▶ [What you should do] Rewrite all the rows below, replacing "photo" with "image" and leaving everything else unchanged. Leave the pictures out of your answer.

▶ [Supplied material]

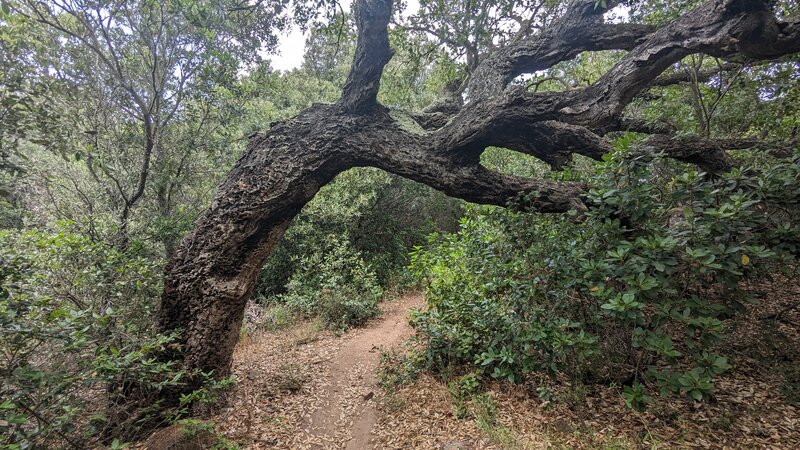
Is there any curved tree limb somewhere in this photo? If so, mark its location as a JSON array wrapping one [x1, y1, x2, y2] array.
[[152, 0, 800, 414]]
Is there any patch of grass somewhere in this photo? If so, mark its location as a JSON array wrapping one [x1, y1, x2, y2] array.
[[378, 349, 422, 392], [262, 305, 296, 331], [472, 393, 524, 450], [293, 318, 326, 345]]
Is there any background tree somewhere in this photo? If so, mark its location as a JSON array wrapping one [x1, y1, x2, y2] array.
[[155, 0, 800, 408]]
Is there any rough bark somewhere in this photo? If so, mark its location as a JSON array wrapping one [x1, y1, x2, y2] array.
[[153, 0, 800, 400]]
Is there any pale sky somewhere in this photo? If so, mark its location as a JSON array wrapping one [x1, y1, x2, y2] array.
[[270, 0, 629, 71], [270, 0, 419, 71]]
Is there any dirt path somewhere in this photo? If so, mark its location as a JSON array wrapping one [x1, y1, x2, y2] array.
[[307, 296, 422, 450], [217, 294, 423, 450]]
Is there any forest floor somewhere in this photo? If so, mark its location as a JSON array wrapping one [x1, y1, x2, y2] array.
[[215, 283, 800, 450]]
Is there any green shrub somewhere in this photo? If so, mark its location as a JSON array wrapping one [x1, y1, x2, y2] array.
[[412, 145, 800, 407], [0, 224, 231, 449], [281, 236, 383, 330]]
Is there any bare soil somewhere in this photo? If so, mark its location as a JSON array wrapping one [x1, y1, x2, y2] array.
[[215, 280, 800, 450], [216, 294, 423, 450]]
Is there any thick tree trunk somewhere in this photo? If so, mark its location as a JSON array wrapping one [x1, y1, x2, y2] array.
[[152, 0, 800, 404], [159, 107, 352, 376]]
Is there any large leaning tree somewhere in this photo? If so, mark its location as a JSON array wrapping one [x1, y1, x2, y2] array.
[[158, 0, 800, 400]]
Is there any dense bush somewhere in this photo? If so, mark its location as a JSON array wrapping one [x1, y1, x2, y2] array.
[[281, 236, 383, 330], [254, 165, 460, 329], [413, 146, 800, 407], [0, 224, 230, 449]]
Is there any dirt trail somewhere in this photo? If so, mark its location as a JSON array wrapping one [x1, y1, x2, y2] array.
[[306, 295, 422, 450], [215, 294, 423, 450]]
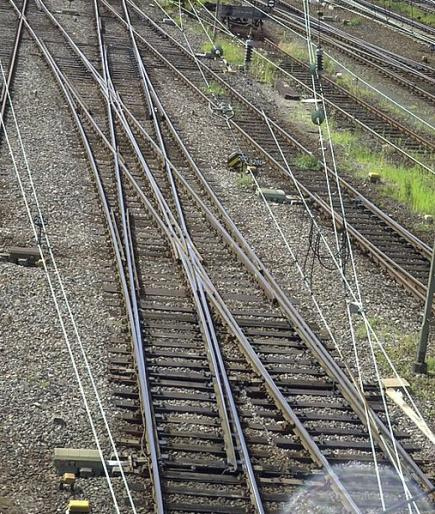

▶ [Output]
Is there any curved tree limb somewhere in this image? If so, mark its location as a JSON array wrapping one [x1, y1, x2, y2] array.
[[152, 0, 800, 414]]
Is there any patch of grass somewhere in this image? If so, mark its location as a JSON array wrapping one [x1, y1, x2, y2] array.
[[378, 349, 422, 392], [262, 305, 296, 331], [472, 393, 524, 450], [293, 318, 326, 345]]
Is there any background tree somewhere in this image? If so, mark its location as a JSON array wrapping one [x1, y1, x2, y2] array.
[[155, 0, 800, 408]]
Is there any rough bark somewhere in this image? If so, mark its location as a JSON array wrapping one [x1, y1, x2, y2] array.
[[153, 0, 800, 400]]
Is there any pale sky somewhere in this image? If so, mark its location as a JSON array wrapping one [x1, y1, x2, y2] array.
[[270, 0, 629, 71], [270, 0, 419, 71]]
Is there any dirt path somewhere in this image? If so, mark its location as a JSON array wrapping one [x1, y1, x2, y2] array.
[[307, 296, 422, 450], [217, 294, 423, 450]]
Is there any forest floor somewhere in this image? If so, mark its location as a JSON array wrapping one [x1, y1, x2, y2] array.
[[215, 283, 800, 450]]
Is there any green shrub somewhere in this image? If so, mark its location as a JSON array wrapping one [x1, y1, x2, y2] array.
[[412, 145, 800, 407], [0, 224, 231, 449], [281, 236, 383, 330]]
Is there any bare soil somewhere in this image? If so, mark its location as a JSON array wrapping one [x1, y1, x2, y2] array.
[[215, 280, 800, 450], [216, 294, 423, 450]]
Is there any thick tree trunk somewhere in this image? If so, mark its location as a JSON array wrapping one [x1, y1, x2, y2] array.
[[152, 0, 800, 404], [159, 107, 352, 376]]
Is there any large leaning tree somewhere in this image? If so, mark its location as a JSON array wrapping one [x1, y1, x2, y2] array.
[[158, 0, 800, 400]]
Is there any dense bush somewhere in this image? If so, mark its location as a JSON array wrapping one [x1, y1, x2, y2] array.
[[281, 236, 383, 330], [254, 165, 460, 329], [413, 146, 800, 407], [0, 224, 230, 449]]
Is there any dirt trail somewhere in this image? If so, mark its location as a JSON array wrapping one [x1, y1, x2, y2] array.
[[306, 295, 422, 450], [215, 294, 423, 450]]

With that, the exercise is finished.